ASSIGNMENT: Output the data below exactly, images excluded.

Segment Start: INFORMATION

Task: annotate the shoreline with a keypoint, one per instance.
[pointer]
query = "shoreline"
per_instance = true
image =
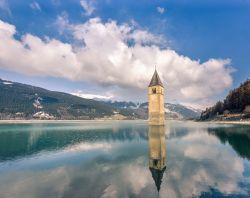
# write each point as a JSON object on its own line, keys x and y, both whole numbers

Segment End: INFORMATION

SOLUTION TO THIS EXERCISE:
Task: annotate the shoreline with a keypoint, one per instance.
[pointer]
query = "shoreline"
per_instance = true
image =
# write each point as a JSON object on its own line, keys x and y, both whole numbers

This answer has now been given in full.